'''

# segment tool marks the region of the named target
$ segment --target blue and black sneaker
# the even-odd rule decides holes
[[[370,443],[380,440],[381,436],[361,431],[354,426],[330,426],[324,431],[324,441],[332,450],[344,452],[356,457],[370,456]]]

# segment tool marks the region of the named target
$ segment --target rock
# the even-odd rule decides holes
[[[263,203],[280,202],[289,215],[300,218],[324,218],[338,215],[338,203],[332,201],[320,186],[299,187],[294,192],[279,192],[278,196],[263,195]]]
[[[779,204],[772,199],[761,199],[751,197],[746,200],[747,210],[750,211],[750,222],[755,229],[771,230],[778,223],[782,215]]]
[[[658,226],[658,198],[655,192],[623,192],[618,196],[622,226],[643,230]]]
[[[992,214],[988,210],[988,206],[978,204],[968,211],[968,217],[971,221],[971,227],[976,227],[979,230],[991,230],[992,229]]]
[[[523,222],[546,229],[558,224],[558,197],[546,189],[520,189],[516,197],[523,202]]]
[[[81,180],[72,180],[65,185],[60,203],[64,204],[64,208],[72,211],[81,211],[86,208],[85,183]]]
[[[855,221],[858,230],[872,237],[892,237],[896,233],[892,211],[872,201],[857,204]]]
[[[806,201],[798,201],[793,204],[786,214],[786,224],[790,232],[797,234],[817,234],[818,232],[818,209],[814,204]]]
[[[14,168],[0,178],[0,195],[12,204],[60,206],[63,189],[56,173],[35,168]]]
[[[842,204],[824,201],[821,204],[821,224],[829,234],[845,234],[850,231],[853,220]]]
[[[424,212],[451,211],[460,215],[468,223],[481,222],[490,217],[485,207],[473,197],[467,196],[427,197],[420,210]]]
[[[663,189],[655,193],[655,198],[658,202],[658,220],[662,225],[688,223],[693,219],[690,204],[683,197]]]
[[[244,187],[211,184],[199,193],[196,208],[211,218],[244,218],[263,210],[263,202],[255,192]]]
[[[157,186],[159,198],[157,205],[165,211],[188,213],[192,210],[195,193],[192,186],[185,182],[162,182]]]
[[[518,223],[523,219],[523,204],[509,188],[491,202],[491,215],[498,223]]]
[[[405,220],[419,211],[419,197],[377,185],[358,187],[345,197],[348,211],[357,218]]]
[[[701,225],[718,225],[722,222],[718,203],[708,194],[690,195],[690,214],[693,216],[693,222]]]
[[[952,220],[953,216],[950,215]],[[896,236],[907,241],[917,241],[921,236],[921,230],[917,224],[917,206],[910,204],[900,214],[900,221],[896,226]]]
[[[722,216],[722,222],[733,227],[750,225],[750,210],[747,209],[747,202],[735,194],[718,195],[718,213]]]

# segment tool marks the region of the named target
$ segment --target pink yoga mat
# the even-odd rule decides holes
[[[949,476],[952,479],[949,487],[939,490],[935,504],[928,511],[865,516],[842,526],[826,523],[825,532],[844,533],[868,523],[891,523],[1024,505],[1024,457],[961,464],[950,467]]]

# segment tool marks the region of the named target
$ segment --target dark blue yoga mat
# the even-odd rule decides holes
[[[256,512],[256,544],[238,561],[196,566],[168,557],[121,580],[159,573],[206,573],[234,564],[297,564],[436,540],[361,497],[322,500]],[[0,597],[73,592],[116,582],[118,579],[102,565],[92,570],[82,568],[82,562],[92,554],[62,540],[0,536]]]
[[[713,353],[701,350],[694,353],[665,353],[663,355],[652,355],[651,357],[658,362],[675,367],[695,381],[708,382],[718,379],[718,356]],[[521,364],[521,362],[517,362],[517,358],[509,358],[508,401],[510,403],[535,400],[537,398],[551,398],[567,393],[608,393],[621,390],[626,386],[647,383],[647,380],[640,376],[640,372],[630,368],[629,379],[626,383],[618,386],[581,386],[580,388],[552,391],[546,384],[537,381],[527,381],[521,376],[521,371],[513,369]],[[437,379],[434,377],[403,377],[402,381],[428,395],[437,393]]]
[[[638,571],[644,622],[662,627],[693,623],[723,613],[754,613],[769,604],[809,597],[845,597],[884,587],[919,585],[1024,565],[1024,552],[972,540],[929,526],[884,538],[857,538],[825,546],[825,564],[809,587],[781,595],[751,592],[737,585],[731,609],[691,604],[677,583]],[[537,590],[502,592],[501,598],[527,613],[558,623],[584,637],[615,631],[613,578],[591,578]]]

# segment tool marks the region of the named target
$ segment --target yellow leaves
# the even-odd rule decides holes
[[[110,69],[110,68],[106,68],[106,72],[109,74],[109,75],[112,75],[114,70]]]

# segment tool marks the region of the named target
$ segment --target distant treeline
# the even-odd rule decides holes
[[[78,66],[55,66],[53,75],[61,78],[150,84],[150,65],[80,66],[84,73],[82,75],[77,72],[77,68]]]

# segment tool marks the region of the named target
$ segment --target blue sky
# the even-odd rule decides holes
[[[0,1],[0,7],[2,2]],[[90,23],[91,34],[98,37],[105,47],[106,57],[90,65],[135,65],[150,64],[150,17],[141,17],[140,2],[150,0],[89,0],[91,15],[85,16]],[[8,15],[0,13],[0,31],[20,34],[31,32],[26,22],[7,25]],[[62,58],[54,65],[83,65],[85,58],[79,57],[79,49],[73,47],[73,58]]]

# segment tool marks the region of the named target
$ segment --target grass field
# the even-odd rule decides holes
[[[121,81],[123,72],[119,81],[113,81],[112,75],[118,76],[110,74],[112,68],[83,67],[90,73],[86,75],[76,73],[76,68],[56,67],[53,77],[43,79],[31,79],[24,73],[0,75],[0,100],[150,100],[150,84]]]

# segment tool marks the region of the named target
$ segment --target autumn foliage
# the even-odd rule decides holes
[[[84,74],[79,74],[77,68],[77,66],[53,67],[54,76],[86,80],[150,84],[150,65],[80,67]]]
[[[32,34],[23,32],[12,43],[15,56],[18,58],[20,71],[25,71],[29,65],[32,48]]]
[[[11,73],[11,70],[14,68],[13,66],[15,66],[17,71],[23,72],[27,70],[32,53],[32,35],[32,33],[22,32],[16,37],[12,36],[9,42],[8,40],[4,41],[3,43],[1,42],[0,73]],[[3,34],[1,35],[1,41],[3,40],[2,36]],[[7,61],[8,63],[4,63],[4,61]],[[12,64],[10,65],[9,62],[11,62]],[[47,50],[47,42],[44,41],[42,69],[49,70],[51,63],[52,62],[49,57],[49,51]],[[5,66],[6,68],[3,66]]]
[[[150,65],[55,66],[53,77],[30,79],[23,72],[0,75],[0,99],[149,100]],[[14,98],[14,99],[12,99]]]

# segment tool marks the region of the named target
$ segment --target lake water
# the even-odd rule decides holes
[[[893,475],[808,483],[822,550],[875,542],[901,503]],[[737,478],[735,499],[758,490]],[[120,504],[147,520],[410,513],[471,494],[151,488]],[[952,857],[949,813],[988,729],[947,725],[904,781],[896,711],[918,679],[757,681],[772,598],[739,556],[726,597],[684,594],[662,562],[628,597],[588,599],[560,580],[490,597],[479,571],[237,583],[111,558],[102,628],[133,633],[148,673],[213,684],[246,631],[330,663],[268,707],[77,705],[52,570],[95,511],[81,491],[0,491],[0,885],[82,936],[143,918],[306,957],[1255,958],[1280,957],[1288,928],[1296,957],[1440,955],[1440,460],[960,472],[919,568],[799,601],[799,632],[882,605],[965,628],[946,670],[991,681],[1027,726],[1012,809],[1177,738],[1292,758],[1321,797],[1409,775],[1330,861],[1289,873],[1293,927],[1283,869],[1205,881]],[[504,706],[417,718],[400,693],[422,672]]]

'''

§ **Brief**:
Repeat every line of the material exactly.

§ **Solution to this task**:
# segment tool marks the region of the named target
$ segment --target blue and black sneaker
# the even-odd rule decides holes
[[[370,443],[380,440],[381,436],[361,431],[354,426],[330,426],[324,431],[324,441],[332,450],[344,452],[356,457],[370,456]]]

# segment tool marks the region of the named target
$ segment --target rock
# the even-odd rule decides holes
[[[263,203],[280,202],[289,215],[300,218],[324,218],[338,215],[338,203],[332,201],[320,186],[299,187],[294,192],[279,192],[278,196],[263,195]]]
[[[779,204],[772,199],[761,199],[751,197],[746,200],[747,210],[750,211],[750,222],[755,229],[771,230],[778,223],[782,215]]]
[[[658,226],[658,198],[655,192],[623,192],[618,196],[622,226],[643,230]]]
[[[992,214],[988,210],[988,206],[978,204],[968,211],[968,217],[971,221],[971,227],[976,227],[979,230],[991,230],[992,229]]]
[[[523,222],[546,229],[558,224],[558,197],[546,189],[520,189],[516,197],[523,202]]]
[[[81,180],[72,180],[65,185],[60,203],[64,204],[64,208],[72,211],[81,211],[86,208],[85,183]]]
[[[855,221],[858,230],[872,237],[892,237],[896,233],[892,211],[872,201],[857,204]]]
[[[806,201],[798,201],[793,204],[786,214],[786,224],[790,232],[797,234],[817,234],[818,232],[818,209],[814,204]]]
[[[14,168],[0,178],[0,195],[12,204],[60,206],[63,189],[56,173],[35,168]]]
[[[842,204],[824,201],[821,204],[821,224],[829,234],[845,234],[850,231],[853,220]]]
[[[424,212],[451,211],[460,215],[468,223],[481,222],[490,217],[485,207],[473,197],[467,196],[427,197],[420,210]]]
[[[663,189],[655,193],[655,198],[658,202],[658,220],[662,225],[688,223],[693,219],[690,204],[683,197]]]
[[[244,187],[211,184],[199,193],[196,208],[211,218],[244,218],[263,210],[263,202],[255,192]]]
[[[157,186],[159,198],[157,205],[165,211],[188,213],[192,210],[195,193],[192,186],[185,182],[162,182]]]
[[[518,223],[523,219],[523,204],[509,188],[491,202],[491,215],[498,223]]]
[[[405,220],[419,211],[419,197],[377,185],[358,187],[345,197],[348,211],[357,218]]]
[[[701,225],[718,225],[722,222],[718,203],[708,194],[690,195],[690,214],[693,216],[693,222]]]
[[[952,220],[953,216],[950,215]],[[896,236],[907,241],[917,241],[921,236],[921,230],[917,224],[917,206],[910,204],[900,214],[900,221],[896,226]]]
[[[722,216],[722,222],[733,227],[750,225],[750,210],[747,209],[747,202],[735,194],[718,195],[718,213]]]

# segment tool marks the region of the named target
$ segment --target pink yoga mat
# the even-odd rule decides holes
[[[949,476],[952,479],[949,487],[939,490],[935,504],[928,511],[865,516],[842,526],[826,523],[825,532],[844,533],[868,523],[891,523],[1024,505],[1024,457],[961,464],[950,467]]]

# segment tool marks the region of the named target
$ segment --target dark blue yoga mat
# the even-odd rule decides holes
[[[256,512],[256,544],[238,561],[196,566],[168,557],[121,580],[159,573],[206,573],[234,564],[297,564],[436,540],[361,497],[322,500]],[[0,597],[73,592],[116,582],[118,579],[102,565],[92,570],[82,568],[82,562],[92,554],[62,540],[0,536]]]
[[[713,353],[701,350],[694,353],[665,353],[663,355],[652,355],[651,357],[658,362],[675,367],[695,381],[708,382],[718,379],[718,356]],[[521,364],[521,362],[517,362],[517,358],[509,358],[508,401],[510,403],[535,400],[537,398],[551,398],[567,393],[608,393],[621,390],[626,386],[647,383],[647,380],[640,376],[640,372],[630,368],[629,379],[626,383],[618,386],[581,386],[580,388],[552,391],[546,384],[537,381],[527,381],[521,376],[521,371],[513,369]],[[437,379],[434,377],[403,377],[402,381],[428,395],[437,393]]]
[[[638,571],[644,622],[662,627],[693,623],[723,613],[754,613],[769,604],[809,597],[845,597],[884,587],[919,585],[1024,565],[1024,552],[972,540],[929,526],[884,538],[857,538],[825,546],[825,564],[809,587],[781,595],[751,592],[737,585],[731,609],[691,604],[677,583]],[[537,590],[502,592],[501,598],[527,613],[558,623],[584,637],[615,631],[613,578],[591,578]]]

# segment tool marks the region of the named target
$ segment --target yellow leaves
# the even-odd rule decides holes
[[[110,69],[110,68],[106,68],[106,72],[109,74],[109,75],[112,75],[114,70]]]

# segment tool marks the region of the named target
$ segment --target distant treeline
# the even-odd rule decides holes
[[[78,66],[55,66],[53,75],[61,78],[150,84],[150,65],[80,66],[84,73],[82,75],[77,72],[77,68]]]

# segment tool marks the region of the named target
$ segment --target blue sky
# the even-odd rule decides holes
[[[0,1],[0,7],[2,2]],[[90,23],[91,34],[98,37],[105,47],[106,57],[90,65],[135,65],[150,64],[150,17],[141,17],[140,2],[150,0],[89,0],[91,15],[85,16]],[[8,15],[0,13],[0,31],[20,34],[31,32],[26,22],[7,25]],[[62,58],[54,65],[83,65],[85,58],[79,57],[79,49],[73,47],[73,58]]]

# segment tool marks the region of the named target
$ segment --target grass field
# the even-odd rule decides holes
[[[121,81],[123,72],[119,81],[113,81],[112,75],[118,76],[110,74],[112,68],[83,67],[90,73],[86,75],[76,73],[76,68],[56,67],[53,77],[43,79],[31,79],[24,73],[0,75],[0,100],[150,100],[150,84]]]

# segment tool marks the region of the named target
$ segment --target autumn foliage
# the even-odd rule decides holes
[[[84,74],[79,74],[77,68],[77,66],[53,67],[54,76],[86,80],[150,84],[150,65],[80,67]]]
[[[32,34],[23,32],[12,43],[15,56],[18,58],[20,71],[25,71],[29,65],[32,48]]]
[[[11,73],[11,70],[14,68],[13,66],[15,66],[17,71],[23,72],[27,70],[32,53],[32,35],[32,33],[22,32],[16,37],[12,36],[9,42],[8,40],[4,41],[3,43],[1,42],[0,73]],[[3,34],[1,35],[1,41],[3,40],[2,36]],[[7,61],[8,63],[4,63],[4,61]],[[12,64],[10,65],[9,62],[11,62]],[[47,50],[47,42],[44,41],[42,69],[49,70],[51,63],[52,62],[49,57],[49,51]],[[5,66],[6,68],[3,66]]]
[[[150,65],[55,66],[53,77],[30,79],[23,72],[0,75],[0,99],[149,100]],[[14,98],[14,99],[12,99]]]

# segment tool marks the region of the named target
$ segment --target lake water
# the even-odd rule decides holes
[[[893,475],[808,483],[822,550],[875,542],[901,503]],[[737,478],[735,499],[758,490]],[[120,504],[147,520],[410,513],[471,494],[151,488]],[[952,857],[949,813],[988,729],[947,725],[904,781],[896,711],[918,679],[757,681],[772,598],[739,556],[726,597],[684,594],[662,562],[628,597],[588,599],[560,580],[490,597],[479,571],[237,583],[111,558],[102,628],[133,633],[148,673],[213,684],[246,631],[330,663],[268,707],[77,705],[52,570],[95,511],[81,491],[0,491],[0,885],[82,936],[143,918],[306,957],[1255,958],[1280,957],[1288,928],[1296,957],[1440,955],[1440,460],[960,472],[919,568],[799,601],[799,632],[882,605],[965,628],[946,670],[991,681],[1027,726],[1012,809],[1177,738],[1292,758],[1321,797],[1409,775],[1330,861],[1289,873],[1293,927],[1283,869],[1205,881]],[[504,706],[417,718],[400,693],[422,672]]]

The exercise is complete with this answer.